■ Your objective ■
Repeat word for word the passage of the vaccine news scan between "The researchers used" and "and 12 months.", inclusive.

News Scan for Oct 15, 2013

Timing of measles shots
;
Dengue vaccine trial results
;

Early start to measles vaccine regimen safer for kids

Children's first measles-containing vaccine dose should be given by 15 months of age because of an increased risk of fever and seizures when given later in their second year, according to findings of a retrospective, cohort study published yesterday in JAMA Pediatrics.

The authors, many from Kaiser Permanente, found that the relative risk of fever and seizures 7 to 10 days after administration of measles-containing vaccine, the time when vaccine virus replication is at its peak, was significantly greater among children 16 to 23 months of age at first dose than among those 12 to 15 months old, with the incidence of fever declining steadily from the early to the late part of that spectrum.

In evaluating the effects of different combinations of vaccines, the authors found that the risk of febrile seizures 7 to 10 days after administration of vaccine containing measles, mumps, rubella, and varicella (MMRV) was double than when MMR vaccine was given separately, with or without a separate varicella vaccine injection.

Even when measles-containing vaccine is given later than age 15 months, the risk of febrile seizures is small. Said senior author Nicola Klein, MD, PhD, in a press release from Kaiser Permanente, "Concerned parents should understand that the risk for febrile seizures after any measles-containing vaccine is low—less than one febrile seizure per 1,000 injections."

The researchers used data from the Vaccine Safety Datalink, a collaborative effort of the Centers for Disease Control and Prevention and nine managed care organizations, collected from 2001 to 2011. A total of 840,348 children were included.
Oct 14 JAMA Pediatr abstract

 

Phase 3 dengue vaccine trial shows good safety, immune response

Three doses of a four-strain dengue candidate vaccine were safe and immunogenic in children in a phase 3 trial whose results were detailed yesterday in Vaccine.

An international team enrolled 250 Malaysian children aged 2 to 11 years in the study of Sanofi Pasteur's CYD-TDV vaccine. The children were randomized 4:1 to receive CYD-TDV or placebo at 0, 6, and 12 months.

Adverse events were similar between the groups after each dose, and serious adverse events were actually higher in the placebo group (11.8% vs 5.5%).

Geometric mean titers (GMTs) of antibodies increased after two vaccine doses for all four dengue virus (DENV) strains in the vaccine compared with baseline, ranging from 4.8-fold for DENV-1 to 8.1-fold for DENV-3. GMTs further increased after the third vaccine dose for DENV-1 and DENV-2, and increases from baseline after three doses ranged from 6.1-fold (DENV-1) to 8.0-fold (DENV-3).

■ Source data ■
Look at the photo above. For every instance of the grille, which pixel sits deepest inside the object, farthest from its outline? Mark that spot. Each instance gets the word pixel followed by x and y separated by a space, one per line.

■ Result for this task ■
The researchers used data from the Vaccine Safety Datalink, a collaborative effort of the Centers for Disease Control and Prevention and nine managed care organizations, collected from 2001 to 2011. A total of 840,348 children were included.
Oct 14 JAMA Pediatr abstract

 

Phase 3 dengue vaccine trial shows good safety, immune response

Three doses of a four-strain dengue candidate vaccine were safe and immunogenic in children in a phase 3 trial whose results were detailed yesterday in Vaccine.

An international team enrolled 250 Malaysian children aged 2 to 11 years in the study of Sanofi Pasteur's CYD-TDV vaccine. The children were randomized 4:1 to receive CYD-TDV or placebo at 0, 6, and 12 months.